SHORT PROBLEM
Carry over the part of the entries below that opens with the line containing "Each instance of the door panel" and runs through the end of the entries, keeping every line, requests included, but add -28 to each coordinate number in the answers. Leave the pictures out.

LISTED RECORDS
▬▬▬▬▬▬▬▬▬▬

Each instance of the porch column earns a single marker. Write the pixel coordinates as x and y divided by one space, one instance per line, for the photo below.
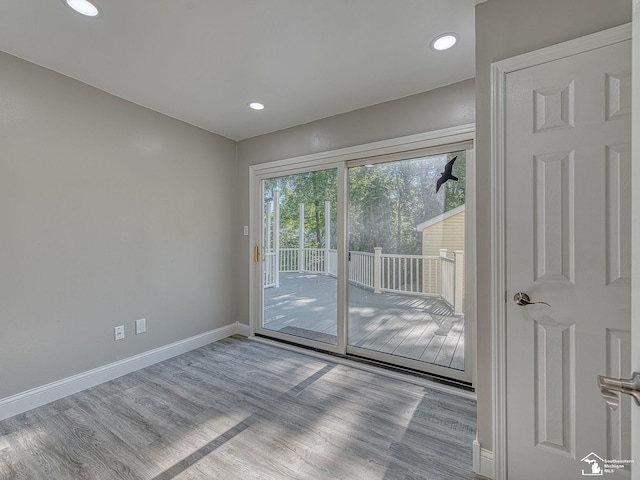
327 235
459 279
301 240
377 270
276 236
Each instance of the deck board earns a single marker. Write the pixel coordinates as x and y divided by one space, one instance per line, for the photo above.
410 326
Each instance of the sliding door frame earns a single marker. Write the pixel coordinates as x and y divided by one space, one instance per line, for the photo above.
341 159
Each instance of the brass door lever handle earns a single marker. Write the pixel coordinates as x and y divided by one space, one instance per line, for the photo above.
609 386
522 299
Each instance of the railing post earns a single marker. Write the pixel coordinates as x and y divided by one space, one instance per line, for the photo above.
276 236
377 269
327 234
439 275
459 282
301 240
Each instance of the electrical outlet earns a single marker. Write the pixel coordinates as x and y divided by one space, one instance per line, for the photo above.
118 333
141 326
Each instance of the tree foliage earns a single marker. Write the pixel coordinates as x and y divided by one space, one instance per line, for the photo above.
386 203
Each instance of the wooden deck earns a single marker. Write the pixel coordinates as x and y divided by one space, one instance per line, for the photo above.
416 327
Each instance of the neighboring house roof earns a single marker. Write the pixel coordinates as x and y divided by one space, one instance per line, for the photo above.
440 218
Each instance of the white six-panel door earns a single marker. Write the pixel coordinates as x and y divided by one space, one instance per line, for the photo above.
567 163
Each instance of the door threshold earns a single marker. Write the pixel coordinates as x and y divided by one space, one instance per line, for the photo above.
416 377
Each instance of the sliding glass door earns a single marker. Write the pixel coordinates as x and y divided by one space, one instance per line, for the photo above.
299 257
406 262
367 258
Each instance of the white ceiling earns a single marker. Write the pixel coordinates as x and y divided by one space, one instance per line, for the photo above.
203 61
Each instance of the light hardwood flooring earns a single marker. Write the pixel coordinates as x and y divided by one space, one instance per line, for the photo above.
240 409
410 326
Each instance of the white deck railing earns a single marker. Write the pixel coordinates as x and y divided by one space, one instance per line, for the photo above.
438 276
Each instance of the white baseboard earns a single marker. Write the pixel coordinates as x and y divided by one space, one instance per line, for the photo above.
482 461
243 329
39 396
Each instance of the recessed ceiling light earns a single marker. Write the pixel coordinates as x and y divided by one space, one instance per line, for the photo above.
83 7
444 41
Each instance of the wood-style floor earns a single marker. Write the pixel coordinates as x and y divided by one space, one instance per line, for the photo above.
416 327
241 409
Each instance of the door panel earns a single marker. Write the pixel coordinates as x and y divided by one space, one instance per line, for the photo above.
406 263
568 243
299 274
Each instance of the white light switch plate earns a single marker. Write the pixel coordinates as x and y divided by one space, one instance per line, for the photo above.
141 326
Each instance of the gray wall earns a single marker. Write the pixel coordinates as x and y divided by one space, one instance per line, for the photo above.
444 107
109 212
505 28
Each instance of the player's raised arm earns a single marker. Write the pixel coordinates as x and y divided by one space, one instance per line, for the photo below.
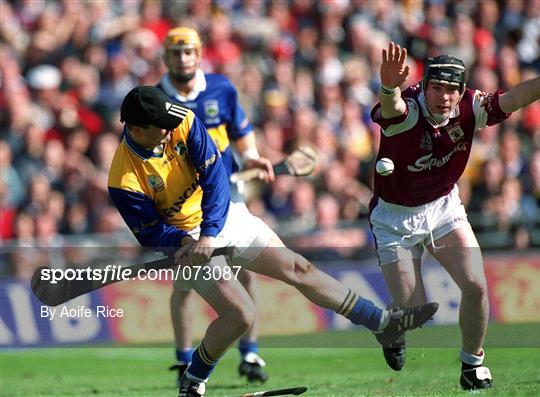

▬▬▬▬▬▬▬▬▬▬

TASK OUTPUT
Each instance of the door panel earns a single marker. Write the pixel coordinates as x and y divided by one space, one instance per line, for the photo above.
378 235
540 215
271 246
Each instance of the white light switch plate earns a single marker. Write the pixel coordinates as x and y divided by one space, one instance per line, for the photo above.
113 298
Each instance of the gray wall earns a single marker. Write the pixel coordinates as x and y divided by one space, one instance per line, for the photo above.
416 79
81 184
477 0
Each instance of the player's raised arm earns a single marker. Write the pixel coordinates as x and y divided by one space, one instance per line, for the photo below.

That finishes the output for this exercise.